→ Exercise passage
_ _ _ _ _ _ _

The memo, unanimously endorsed by six lawyers and two analysts in the department’s voting section, said the redistricting plan illegally diluted black and Hispanic voting power in two congressional districts. It also said the plan eliminated several other districts in which minorities had a substantial, though not necessarily decisive, influence in elections.

“The State of Texas has not met its burden in showing that the proposed congressional redistricting plan does not have a discriminatory effect,” the memo concluded.

The memo also found that Republican lawmakers and state officials who helped craft the proposal were aware it posed a high risk of being ruled discriminatory compared with other options. But the Texas legislature proceeded with the new map anyway because it would maximize the number of Republican federal lawmakers in the state, the memo said.

The WaPo added that, under normal circumstances, recommendation memos usually “carry great weight within the Justice Department,” and are not rejected. Mark Posner, a longtime Justice Department lawyer who now teaches law at American University, said it was “highly unusual” for political appointees to overrule a unanimous finding such as the one in the Texas case.

You don’t suppose Republican politics played a role here, do you?

Aside from the substance of the argument, this is yet another telling example that career officials at the Justice Department just aren’t willing to tolerate ideological nonsense anymore. The message to Bush appointees is as subtle as a sledgehammer — you play politics with the law, and we’ll embarrass you on the front page of the Washington Post. Good for them.

Who’s Hebert? Is it Texas Judge Robert Hebert?

  • Is there a bigger hell hole in this country than Texas? I have family there (well, they used to be close anyway, before converting to the cult of Bushism), so I guess I have an unusual interest in the place. But bragging about the most executions? having the most third-worldly banking system? electing judges who appoint sleeping drunks as defense lawyers in capital cases? one of the last sodomy law states? Stuff like this in spite of having enormous amounts of petro wealth plus tons of federal money flowing in ever since the days of Sam Rayburn and Lyndon Johnson? I can’t think of a bigger bunch of assholes in Congress than the batch which crawled out from Texass.

  • “enormous amounts of petro wealth plus tons of federal money flowing in” and don’t foget a large number of evangelical christians. Dang….it could almost be Iraq.

  • WTF – is there no recourse that can be done. Right…that’s where Congress would step in, no, wait, the judicial branch, no, not that one either…sigh.

_ _ _ _ _ _ _

→ Listed records
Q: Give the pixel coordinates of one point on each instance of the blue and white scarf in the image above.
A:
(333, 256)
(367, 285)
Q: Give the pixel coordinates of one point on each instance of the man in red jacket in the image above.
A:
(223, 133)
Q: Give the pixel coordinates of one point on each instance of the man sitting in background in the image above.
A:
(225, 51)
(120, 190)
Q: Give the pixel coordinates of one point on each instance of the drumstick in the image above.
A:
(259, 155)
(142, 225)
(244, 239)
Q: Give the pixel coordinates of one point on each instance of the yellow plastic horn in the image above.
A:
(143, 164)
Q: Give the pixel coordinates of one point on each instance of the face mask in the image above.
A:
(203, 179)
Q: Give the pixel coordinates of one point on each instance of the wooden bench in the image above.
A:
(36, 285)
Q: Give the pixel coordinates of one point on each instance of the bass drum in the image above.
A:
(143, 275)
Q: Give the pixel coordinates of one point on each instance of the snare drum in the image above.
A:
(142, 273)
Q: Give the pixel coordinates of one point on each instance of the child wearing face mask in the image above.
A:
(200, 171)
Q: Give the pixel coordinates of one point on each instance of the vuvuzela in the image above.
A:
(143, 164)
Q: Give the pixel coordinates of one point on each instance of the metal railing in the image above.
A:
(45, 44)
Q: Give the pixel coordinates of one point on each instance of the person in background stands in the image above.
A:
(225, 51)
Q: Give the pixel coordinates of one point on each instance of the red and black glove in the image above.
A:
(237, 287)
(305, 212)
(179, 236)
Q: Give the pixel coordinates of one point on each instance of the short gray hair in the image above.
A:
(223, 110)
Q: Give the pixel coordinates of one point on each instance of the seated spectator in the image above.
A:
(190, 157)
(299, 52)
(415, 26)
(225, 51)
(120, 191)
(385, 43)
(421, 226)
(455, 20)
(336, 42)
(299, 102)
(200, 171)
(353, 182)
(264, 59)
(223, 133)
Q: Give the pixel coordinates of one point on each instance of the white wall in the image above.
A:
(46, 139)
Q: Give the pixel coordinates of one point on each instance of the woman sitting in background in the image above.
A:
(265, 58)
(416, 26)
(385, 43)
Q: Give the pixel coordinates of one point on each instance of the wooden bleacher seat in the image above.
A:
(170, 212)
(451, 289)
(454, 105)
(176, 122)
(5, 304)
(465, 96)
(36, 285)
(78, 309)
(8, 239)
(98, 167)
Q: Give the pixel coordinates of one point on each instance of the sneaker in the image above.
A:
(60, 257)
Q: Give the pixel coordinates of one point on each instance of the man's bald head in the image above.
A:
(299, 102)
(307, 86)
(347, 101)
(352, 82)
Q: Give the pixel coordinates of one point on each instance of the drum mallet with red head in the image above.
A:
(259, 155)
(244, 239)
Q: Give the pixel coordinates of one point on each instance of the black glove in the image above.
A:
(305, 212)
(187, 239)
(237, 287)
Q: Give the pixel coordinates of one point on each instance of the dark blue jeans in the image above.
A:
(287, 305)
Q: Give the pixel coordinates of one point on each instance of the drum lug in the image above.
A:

_ _ _ _ _ _ _

→ Exercises
1 - Translate this sentence from the passage on the Texas redistricting memo into Spanish: "The memo also found that Republican lawmakers and state officials who helped craft the proposal were aware it posed a high risk of being ruled discriminatory compared with other options."
2 - Please write what comes next in the passage on the Texas redistricting memo, picking up after its final sentence.
You won't need the records for this.

→ Answers to the problems
1 - El memorando también determinó que los legisladores republicanos y los funcionarios estatales que ayudaron a elaborar la propuesta sabían que esta conllevaba un alto riesgo de ser declarada discriminatoria en comparación con otras opciones.

2 -
    Wasn’t there a civil suit on the redistricting in Texas.

  • They do brag about the biggest, but it almost always turns out to be the opposite. Texas is one big shithole. Some very good people from there, who are stuck due to personal situations, but a whole lot of shitheads.

  • I think that if you review the list of the biggest corporate scammers and phoney corporate buy outs you will find many shameful things and events comming out of Texas. The whole phoney corporate charter school idea has its genesis in Texas, and many students in Texas and in other states that believed this reprehensible lie have paid a huge price in terms of a lost education. People who live in other states just can’t grasp the extent of the corruption in Texas.

  • I’ve always believed, and frequently said, that evil eventually ends up destroying itself. Mostly when good people get fed up and start acting on their own beliefs. The DoJ is a sleeping dragon on the verge of full wakefulness and I’m looking forward to the day when every last dirty secret is revealed.

  • HEBERT???? MY MISTAKE, I THINK. Somehow the online text was cutoff.

    Text read “J. Gerald “Gerry” Hebert, one of the lawyers representing Texas Democrats who are challenging the redistricting in court…”

  • I should’ve added another pecularity. Texass is the only place I’ve ever been where you see signs, on walking to a restaurant or even a church, which ask you, please, to leave your pistols in your car. It’s legal for any goonball to carry them inside, of course, even wave them around in there, but you’re asked to forego the pleasure by a few such places. Can you spell “j u v e n i l e” or “l i t t l e w e e n i e”?